=== WHAT THE TASK ASKS ===
Please return every line of the records below that holds the word "patio".

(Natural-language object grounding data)

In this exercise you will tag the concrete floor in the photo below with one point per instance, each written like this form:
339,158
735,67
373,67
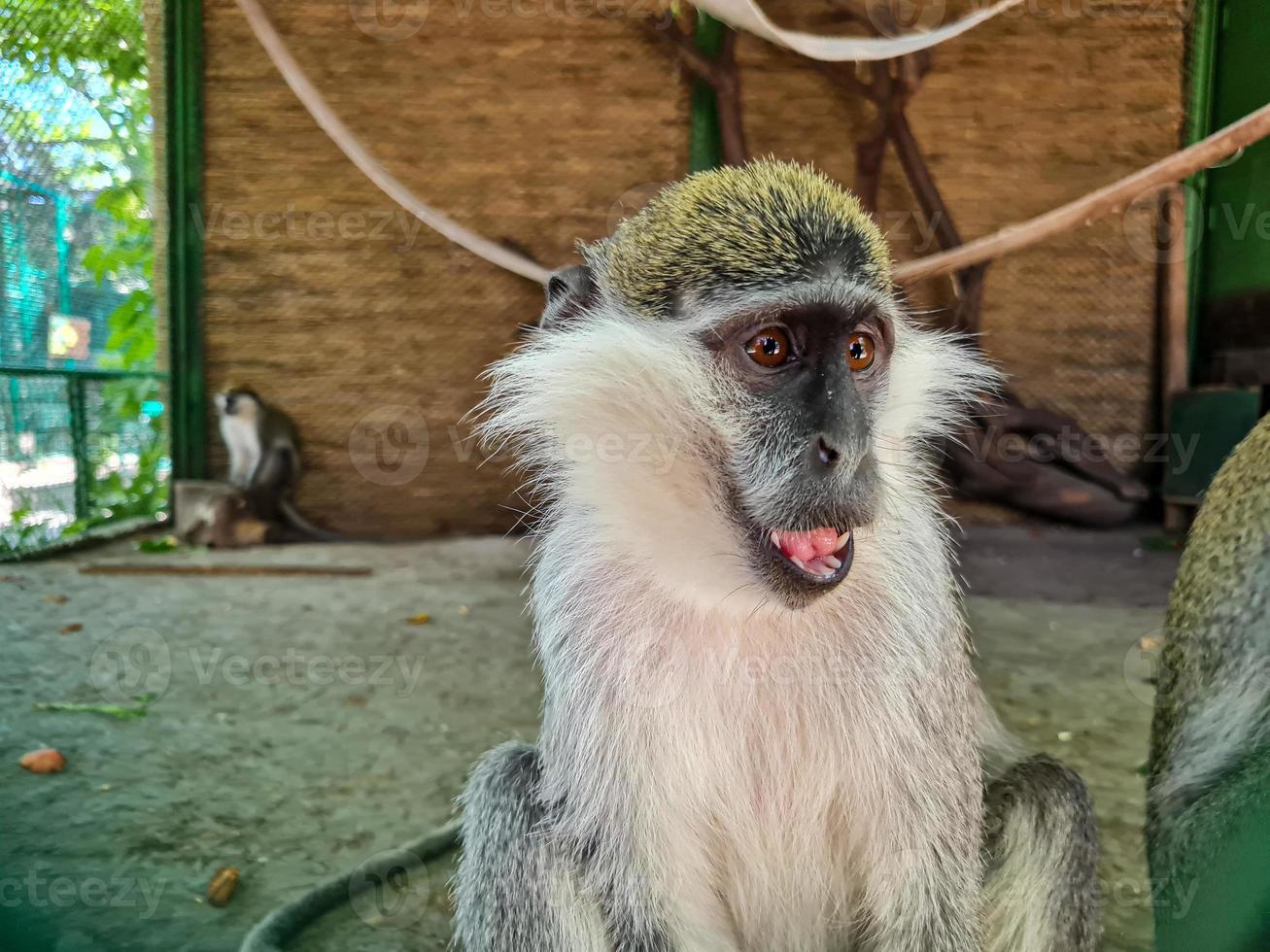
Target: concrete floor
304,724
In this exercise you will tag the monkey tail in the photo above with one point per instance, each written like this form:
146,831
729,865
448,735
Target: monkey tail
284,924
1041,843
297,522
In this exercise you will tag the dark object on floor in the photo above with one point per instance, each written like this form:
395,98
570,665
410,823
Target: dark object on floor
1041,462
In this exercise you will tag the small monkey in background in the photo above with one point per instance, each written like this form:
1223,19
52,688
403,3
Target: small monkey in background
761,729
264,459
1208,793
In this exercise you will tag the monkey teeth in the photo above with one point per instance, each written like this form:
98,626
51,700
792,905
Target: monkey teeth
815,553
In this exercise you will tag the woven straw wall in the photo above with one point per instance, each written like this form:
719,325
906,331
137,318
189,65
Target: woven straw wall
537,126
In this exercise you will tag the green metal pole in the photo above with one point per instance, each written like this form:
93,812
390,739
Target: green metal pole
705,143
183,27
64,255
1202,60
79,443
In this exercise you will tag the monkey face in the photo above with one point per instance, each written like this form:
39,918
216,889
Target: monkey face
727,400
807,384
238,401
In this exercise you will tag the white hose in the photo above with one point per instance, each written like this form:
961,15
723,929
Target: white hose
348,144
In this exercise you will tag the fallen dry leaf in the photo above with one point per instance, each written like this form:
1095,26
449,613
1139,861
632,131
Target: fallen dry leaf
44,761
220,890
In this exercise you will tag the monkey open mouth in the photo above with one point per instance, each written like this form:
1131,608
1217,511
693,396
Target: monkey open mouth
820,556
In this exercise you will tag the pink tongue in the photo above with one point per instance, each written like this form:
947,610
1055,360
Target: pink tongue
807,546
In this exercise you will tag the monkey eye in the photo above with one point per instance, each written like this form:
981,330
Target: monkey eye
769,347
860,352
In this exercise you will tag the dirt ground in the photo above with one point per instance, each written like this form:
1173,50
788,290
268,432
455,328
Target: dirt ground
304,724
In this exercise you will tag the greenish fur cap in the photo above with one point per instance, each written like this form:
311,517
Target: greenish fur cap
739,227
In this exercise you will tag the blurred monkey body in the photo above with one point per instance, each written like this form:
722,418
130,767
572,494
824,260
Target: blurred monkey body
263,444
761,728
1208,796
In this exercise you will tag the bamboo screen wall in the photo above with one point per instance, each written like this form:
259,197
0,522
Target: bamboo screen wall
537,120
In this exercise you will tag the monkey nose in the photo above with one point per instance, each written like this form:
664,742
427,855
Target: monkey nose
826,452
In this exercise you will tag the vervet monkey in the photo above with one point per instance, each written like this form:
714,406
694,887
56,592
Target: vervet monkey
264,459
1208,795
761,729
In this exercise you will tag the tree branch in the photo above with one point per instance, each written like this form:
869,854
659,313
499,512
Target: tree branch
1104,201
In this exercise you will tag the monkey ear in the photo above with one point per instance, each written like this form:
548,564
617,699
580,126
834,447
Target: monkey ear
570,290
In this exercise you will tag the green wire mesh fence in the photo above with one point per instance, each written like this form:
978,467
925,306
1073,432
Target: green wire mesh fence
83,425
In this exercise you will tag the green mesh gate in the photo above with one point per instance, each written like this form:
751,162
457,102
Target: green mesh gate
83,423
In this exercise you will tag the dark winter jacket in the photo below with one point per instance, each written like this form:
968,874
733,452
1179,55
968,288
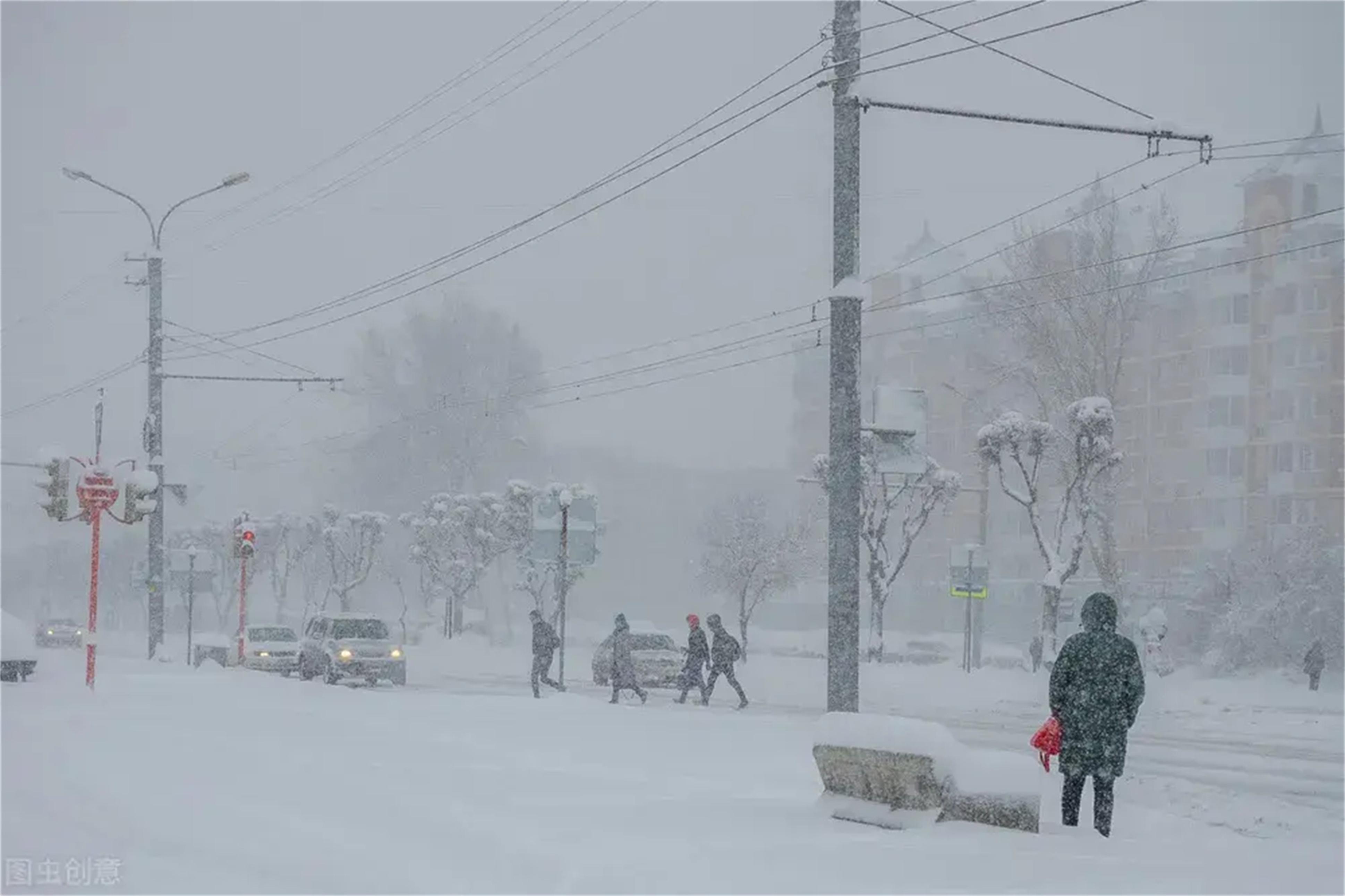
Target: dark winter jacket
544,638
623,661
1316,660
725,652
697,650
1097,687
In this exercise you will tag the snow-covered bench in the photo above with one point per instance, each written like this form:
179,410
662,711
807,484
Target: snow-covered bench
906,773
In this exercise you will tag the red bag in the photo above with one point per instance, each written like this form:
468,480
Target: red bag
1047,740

--

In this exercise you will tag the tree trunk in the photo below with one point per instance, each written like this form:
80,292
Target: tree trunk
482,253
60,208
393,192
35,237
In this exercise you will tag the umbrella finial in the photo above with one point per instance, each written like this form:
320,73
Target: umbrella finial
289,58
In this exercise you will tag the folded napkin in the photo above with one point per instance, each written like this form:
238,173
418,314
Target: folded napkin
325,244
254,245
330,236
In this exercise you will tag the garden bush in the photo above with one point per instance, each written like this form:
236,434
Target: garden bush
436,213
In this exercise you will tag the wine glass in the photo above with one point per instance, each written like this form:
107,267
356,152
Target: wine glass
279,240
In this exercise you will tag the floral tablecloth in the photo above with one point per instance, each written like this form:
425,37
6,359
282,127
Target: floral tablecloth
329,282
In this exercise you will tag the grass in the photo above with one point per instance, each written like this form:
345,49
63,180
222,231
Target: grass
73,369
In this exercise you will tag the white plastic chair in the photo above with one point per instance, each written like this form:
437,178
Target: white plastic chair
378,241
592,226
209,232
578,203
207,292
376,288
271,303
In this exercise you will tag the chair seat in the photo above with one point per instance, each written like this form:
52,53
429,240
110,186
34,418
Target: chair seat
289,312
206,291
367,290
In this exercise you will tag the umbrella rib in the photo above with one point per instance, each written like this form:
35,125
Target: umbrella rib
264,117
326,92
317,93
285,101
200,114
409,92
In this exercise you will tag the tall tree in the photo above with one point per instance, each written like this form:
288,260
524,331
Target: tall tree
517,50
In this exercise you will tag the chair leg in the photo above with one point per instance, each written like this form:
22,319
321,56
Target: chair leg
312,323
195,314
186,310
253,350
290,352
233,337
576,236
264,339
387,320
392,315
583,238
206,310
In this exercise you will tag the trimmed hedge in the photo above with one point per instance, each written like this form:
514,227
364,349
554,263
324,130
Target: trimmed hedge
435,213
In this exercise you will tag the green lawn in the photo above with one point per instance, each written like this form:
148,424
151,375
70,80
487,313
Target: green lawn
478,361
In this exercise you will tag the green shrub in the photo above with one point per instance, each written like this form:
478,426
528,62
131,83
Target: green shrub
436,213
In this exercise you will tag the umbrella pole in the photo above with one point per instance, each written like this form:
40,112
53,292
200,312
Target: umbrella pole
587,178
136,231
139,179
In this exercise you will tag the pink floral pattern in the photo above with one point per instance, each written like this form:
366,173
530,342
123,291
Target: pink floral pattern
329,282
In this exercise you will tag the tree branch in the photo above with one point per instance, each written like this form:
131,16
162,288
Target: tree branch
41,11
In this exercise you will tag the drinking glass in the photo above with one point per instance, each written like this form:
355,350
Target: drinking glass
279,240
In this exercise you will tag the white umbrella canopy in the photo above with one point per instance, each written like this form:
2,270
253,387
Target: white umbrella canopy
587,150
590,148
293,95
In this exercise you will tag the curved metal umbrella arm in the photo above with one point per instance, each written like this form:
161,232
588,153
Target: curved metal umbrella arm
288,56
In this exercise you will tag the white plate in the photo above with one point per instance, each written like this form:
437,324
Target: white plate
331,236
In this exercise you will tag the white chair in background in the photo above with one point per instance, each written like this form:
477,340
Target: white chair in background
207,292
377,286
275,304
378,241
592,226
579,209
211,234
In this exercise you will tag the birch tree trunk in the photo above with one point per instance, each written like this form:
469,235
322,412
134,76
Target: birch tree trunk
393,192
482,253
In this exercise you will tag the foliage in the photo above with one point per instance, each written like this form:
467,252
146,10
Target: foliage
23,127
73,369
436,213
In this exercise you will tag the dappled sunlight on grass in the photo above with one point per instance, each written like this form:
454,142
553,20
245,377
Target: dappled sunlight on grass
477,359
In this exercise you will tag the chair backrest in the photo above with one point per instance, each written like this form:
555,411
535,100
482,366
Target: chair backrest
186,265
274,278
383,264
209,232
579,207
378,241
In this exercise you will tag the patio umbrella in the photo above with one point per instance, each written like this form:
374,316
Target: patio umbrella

==

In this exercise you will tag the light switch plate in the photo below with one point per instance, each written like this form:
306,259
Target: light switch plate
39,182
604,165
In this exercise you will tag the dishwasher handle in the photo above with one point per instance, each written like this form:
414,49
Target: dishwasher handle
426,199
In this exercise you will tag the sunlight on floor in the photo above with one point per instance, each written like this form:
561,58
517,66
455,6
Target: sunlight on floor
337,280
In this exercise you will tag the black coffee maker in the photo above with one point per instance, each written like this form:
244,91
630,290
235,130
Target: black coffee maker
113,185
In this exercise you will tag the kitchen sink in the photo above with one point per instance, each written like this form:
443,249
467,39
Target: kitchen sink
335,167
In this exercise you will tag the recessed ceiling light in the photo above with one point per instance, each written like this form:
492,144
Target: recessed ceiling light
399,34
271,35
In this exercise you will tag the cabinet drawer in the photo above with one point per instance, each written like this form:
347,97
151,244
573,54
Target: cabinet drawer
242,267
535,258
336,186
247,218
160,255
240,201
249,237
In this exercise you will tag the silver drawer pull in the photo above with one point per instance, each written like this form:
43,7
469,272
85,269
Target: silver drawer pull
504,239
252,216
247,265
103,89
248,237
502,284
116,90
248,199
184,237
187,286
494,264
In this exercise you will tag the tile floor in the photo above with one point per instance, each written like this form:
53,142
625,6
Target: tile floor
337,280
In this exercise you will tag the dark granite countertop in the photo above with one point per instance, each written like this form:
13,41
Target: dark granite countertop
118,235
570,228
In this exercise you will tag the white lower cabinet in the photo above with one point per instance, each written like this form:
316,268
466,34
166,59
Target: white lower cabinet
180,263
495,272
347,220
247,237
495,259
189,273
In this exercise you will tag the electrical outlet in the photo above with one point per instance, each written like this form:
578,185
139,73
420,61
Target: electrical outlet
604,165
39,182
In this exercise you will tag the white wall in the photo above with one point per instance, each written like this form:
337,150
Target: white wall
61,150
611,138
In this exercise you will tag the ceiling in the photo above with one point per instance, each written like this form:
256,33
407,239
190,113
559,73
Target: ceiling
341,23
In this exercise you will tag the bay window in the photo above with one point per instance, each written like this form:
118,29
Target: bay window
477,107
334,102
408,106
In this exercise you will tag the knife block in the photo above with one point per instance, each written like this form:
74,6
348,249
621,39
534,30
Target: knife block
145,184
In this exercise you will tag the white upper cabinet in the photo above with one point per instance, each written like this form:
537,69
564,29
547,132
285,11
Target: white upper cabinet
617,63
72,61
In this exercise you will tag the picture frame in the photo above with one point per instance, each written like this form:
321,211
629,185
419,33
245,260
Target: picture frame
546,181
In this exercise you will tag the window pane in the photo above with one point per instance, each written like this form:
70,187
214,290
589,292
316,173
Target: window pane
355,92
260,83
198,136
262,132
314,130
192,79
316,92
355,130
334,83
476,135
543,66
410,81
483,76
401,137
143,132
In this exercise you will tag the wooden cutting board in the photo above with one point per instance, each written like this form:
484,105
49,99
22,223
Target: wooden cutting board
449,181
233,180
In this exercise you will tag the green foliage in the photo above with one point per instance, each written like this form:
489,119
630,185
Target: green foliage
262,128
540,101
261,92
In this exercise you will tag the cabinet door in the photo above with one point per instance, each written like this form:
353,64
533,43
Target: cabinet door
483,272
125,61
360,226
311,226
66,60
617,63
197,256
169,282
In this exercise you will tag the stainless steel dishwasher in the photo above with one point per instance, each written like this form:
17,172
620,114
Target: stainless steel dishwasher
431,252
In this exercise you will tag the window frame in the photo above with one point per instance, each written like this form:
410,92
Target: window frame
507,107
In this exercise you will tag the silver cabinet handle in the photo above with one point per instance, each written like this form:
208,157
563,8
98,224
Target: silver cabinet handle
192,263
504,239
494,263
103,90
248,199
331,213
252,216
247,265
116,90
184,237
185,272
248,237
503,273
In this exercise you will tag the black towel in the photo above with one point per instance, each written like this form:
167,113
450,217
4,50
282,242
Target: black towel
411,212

=== FINISHED EXERCISE ===
In this exercise you will tag the patio umbrella in the photo above with one point per instance, each written like this form:
Target: patio umbrella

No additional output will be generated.